• **WORK REQUIRED**: If a line in the data below holds the word "silver", copy it.

-------- DATASET EXCERPTS --------

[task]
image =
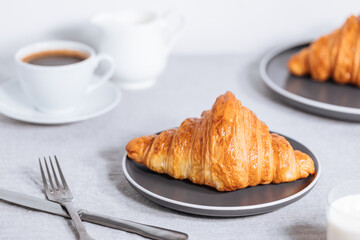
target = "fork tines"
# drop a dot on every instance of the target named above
(58, 186)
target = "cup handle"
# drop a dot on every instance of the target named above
(173, 24)
(106, 75)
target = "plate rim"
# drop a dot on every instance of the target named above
(65, 120)
(299, 99)
(217, 208)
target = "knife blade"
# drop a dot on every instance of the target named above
(100, 219)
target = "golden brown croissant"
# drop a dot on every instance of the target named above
(336, 56)
(228, 148)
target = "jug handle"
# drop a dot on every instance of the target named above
(173, 23)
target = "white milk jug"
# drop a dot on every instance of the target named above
(139, 42)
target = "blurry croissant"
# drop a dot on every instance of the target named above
(336, 56)
(228, 148)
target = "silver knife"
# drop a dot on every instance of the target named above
(107, 221)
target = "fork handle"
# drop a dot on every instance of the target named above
(133, 227)
(80, 228)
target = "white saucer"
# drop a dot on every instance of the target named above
(14, 104)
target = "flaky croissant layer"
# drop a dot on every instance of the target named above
(227, 148)
(336, 56)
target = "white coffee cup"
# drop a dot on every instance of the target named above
(59, 89)
(139, 42)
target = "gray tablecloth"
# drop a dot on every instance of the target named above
(91, 151)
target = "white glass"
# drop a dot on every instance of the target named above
(343, 212)
(139, 42)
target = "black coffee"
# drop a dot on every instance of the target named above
(55, 57)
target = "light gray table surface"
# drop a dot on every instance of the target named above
(91, 151)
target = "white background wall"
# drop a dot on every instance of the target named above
(213, 26)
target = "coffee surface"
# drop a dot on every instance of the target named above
(55, 57)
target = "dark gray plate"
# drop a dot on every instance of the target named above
(327, 98)
(187, 197)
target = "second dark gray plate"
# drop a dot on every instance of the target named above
(327, 98)
(202, 200)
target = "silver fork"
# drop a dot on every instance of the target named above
(61, 194)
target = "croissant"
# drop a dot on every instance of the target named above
(227, 148)
(336, 56)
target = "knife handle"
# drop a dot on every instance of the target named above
(133, 227)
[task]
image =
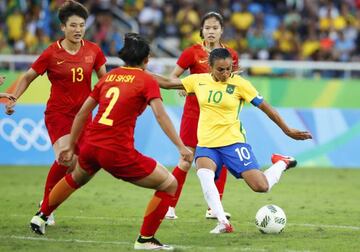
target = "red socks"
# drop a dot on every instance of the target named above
(220, 182)
(56, 173)
(180, 176)
(155, 213)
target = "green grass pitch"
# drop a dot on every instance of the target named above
(322, 208)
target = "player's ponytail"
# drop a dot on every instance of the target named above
(218, 53)
(70, 8)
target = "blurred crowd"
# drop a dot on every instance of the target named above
(326, 30)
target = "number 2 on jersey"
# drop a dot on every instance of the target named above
(114, 93)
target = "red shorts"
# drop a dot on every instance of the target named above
(128, 166)
(188, 131)
(59, 125)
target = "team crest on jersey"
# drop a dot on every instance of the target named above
(230, 89)
(88, 59)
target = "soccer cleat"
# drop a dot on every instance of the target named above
(289, 161)
(221, 228)
(170, 214)
(150, 244)
(51, 217)
(210, 215)
(37, 223)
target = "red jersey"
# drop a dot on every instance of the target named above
(70, 75)
(195, 58)
(123, 95)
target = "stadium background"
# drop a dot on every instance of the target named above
(308, 34)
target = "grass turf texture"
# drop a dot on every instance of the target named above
(322, 208)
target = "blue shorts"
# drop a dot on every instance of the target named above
(237, 158)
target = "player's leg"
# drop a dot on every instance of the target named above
(180, 173)
(220, 185)
(61, 191)
(188, 134)
(86, 167)
(165, 185)
(260, 181)
(56, 172)
(207, 162)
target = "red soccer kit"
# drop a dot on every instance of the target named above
(123, 95)
(196, 59)
(70, 77)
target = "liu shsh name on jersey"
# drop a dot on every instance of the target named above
(127, 78)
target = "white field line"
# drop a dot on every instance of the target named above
(44, 239)
(133, 218)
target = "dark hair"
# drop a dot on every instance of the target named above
(135, 49)
(218, 53)
(209, 15)
(70, 8)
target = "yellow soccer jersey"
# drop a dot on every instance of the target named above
(220, 104)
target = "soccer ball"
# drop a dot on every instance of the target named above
(270, 219)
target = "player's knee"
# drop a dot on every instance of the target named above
(169, 185)
(80, 176)
(184, 165)
(260, 186)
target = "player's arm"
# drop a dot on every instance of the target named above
(24, 83)
(9, 96)
(176, 73)
(167, 83)
(276, 118)
(101, 72)
(81, 117)
(2, 79)
(169, 129)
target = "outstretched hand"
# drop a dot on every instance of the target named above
(9, 107)
(182, 93)
(66, 156)
(298, 135)
(9, 96)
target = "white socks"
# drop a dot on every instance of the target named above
(211, 194)
(273, 173)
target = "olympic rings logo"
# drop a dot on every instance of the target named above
(25, 134)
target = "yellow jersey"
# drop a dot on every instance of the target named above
(220, 104)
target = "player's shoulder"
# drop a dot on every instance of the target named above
(90, 44)
(198, 76)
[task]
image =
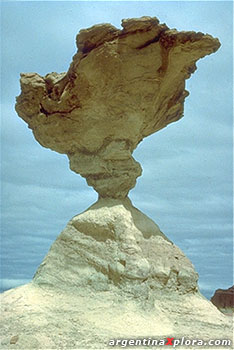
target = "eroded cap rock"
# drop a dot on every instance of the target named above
(122, 86)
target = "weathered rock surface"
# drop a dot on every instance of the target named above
(51, 318)
(114, 243)
(224, 299)
(122, 86)
(111, 273)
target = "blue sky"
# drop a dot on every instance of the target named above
(186, 186)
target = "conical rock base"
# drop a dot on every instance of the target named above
(111, 274)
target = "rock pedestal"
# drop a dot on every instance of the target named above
(111, 273)
(114, 243)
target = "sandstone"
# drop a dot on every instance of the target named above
(224, 299)
(111, 273)
(114, 243)
(122, 86)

--------

• **TASK OUTPUT**:
target = "silver knife"
target = "silver fork"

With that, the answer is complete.